• _Records shown_:
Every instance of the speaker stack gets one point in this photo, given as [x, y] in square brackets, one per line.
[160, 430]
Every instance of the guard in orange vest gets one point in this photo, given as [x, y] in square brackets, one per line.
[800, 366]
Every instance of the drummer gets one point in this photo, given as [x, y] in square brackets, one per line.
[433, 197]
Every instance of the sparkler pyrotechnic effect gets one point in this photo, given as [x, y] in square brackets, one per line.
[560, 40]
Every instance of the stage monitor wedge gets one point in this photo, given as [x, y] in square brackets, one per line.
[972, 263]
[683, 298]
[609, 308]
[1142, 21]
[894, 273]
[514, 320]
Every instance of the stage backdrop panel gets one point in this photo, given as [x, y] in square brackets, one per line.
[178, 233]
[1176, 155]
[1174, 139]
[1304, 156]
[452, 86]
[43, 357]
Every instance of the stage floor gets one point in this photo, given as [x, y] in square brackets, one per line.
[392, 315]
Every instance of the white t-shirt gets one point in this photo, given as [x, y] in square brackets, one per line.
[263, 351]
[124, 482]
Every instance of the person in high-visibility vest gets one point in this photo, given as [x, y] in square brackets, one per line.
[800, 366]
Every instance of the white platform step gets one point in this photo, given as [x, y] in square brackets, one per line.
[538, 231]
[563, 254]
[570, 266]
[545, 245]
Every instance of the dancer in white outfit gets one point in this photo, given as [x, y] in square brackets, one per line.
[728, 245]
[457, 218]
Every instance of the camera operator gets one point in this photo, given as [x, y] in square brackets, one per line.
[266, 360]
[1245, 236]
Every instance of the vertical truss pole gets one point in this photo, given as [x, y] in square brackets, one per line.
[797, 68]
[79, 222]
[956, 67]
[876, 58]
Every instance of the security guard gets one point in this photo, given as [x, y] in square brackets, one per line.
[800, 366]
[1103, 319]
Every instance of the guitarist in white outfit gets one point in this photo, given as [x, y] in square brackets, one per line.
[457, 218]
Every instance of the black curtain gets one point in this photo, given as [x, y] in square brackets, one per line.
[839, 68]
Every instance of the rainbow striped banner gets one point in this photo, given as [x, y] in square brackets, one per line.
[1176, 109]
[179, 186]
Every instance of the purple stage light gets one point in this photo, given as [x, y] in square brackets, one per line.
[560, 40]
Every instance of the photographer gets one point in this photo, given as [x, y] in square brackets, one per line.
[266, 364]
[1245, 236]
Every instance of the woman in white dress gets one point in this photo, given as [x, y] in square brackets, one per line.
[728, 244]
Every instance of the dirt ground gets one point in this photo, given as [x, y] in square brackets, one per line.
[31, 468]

• _Problem statement_:
Look above for the line containing "Every instance of the black". From there to the final line of the entries, repeat every line exactly.

• _Task result_:
Every instance of the black curtain gets one point in this photo, given as [x, y] in square brackets, one per line.
[839, 68]
Every instance of the rainbow striped banner gets one point in this photo, given as [x, y] in square brackets, one per line.
[1176, 109]
[179, 186]
Every instance of the purple stage light gets one point in this photo, given as [x, y] in square brackets, one per line.
[560, 40]
Every instance of the photographer gets one point in this photo, given as [x, y] in square brackets, one per line.
[266, 364]
[1245, 236]
Every instance of the woman in white dress gets one point in this photo, given as [x, y] in square brackets, one per line.
[728, 244]
Every instance of the dirt ground gets one point in this photo, given as [x, y] in square brackets, one per line.
[31, 468]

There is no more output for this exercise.